** Record list **
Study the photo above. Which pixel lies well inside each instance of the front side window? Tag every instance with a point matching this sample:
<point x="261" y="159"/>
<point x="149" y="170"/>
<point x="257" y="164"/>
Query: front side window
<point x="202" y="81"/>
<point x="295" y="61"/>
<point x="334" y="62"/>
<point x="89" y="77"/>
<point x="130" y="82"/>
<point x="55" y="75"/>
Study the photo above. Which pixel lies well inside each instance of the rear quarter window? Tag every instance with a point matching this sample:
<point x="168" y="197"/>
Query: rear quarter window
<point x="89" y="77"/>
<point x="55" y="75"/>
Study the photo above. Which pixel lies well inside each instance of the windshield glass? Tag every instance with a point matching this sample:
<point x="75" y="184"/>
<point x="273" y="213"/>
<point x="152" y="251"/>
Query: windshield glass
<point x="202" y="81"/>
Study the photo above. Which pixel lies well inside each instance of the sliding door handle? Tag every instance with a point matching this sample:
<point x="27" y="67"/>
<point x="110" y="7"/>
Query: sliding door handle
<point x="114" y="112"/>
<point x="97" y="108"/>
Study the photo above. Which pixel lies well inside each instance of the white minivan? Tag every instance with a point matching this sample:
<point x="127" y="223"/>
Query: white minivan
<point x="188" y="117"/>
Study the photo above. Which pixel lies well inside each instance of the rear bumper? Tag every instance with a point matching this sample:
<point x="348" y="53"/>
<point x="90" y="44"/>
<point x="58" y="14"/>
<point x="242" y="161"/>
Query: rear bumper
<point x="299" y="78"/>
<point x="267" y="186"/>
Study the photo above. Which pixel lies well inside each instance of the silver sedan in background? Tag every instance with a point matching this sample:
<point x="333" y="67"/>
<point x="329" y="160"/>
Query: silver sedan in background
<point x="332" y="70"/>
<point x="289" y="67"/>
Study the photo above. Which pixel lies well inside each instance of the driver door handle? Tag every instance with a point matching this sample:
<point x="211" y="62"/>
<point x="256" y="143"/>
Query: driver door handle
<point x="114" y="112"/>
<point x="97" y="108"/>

** Your goal **
Would you copy out each line exactly as written?

** Result **
Study the photo above. Which pixel lies well inside each instance of the front side window? Tag every instance with a point matching this sample:
<point x="261" y="159"/>
<point x="149" y="170"/>
<point x="257" y="164"/>
Query: front side window
<point x="202" y="81"/>
<point x="295" y="61"/>
<point x="334" y="62"/>
<point x="89" y="77"/>
<point x="130" y="82"/>
<point x="55" y="75"/>
Study the photo above. Which pixel lies well inside each instance of the rear quarter window? Tag every instance with a point matching this sample:
<point x="168" y="197"/>
Query: rear quarter window
<point x="89" y="77"/>
<point x="55" y="75"/>
Study the photo above. Which pixel lies well inside each instance of the windshield glass? Tag every instance with a point matching this sample:
<point x="75" y="184"/>
<point x="273" y="213"/>
<point x="152" y="251"/>
Query: windshield glass
<point x="202" y="81"/>
Study the photo above. Which pixel lies well inside each instance of the sliding door handle? Tag every instance with a point matching this sample:
<point x="27" y="67"/>
<point x="110" y="7"/>
Query: sliding door handle
<point x="114" y="112"/>
<point x="97" y="108"/>
Study the photo above. Which pixel lies well inside each instance of the white minivan? Tag every instance with a point matching this sample:
<point x="127" y="223"/>
Query: white minivan
<point x="188" y="117"/>
Study the photo above. Which pixel lies well inside each instance of the rear bumper? Tag every instance with a point matching this sample:
<point x="348" y="53"/>
<point x="90" y="44"/>
<point x="58" y="14"/>
<point x="242" y="161"/>
Query: rear bumper
<point x="299" y="78"/>
<point x="267" y="186"/>
Study the photo above. Which pixel lies well inside each instance of the silver sedan in background? Tag every instance with a point matching this sample:
<point x="333" y="67"/>
<point x="329" y="160"/>
Query: silver sedan in background
<point x="332" y="70"/>
<point x="289" y="67"/>
Study the photo above. Which pixel lies well inside each instance of the driver door handle? Tag every instance with a point matching this sample:
<point x="211" y="62"/>
<point x="256" y="143"/>
Query: driver door handle
<point x="114" y="112"/>
<point x="97" y="108"/>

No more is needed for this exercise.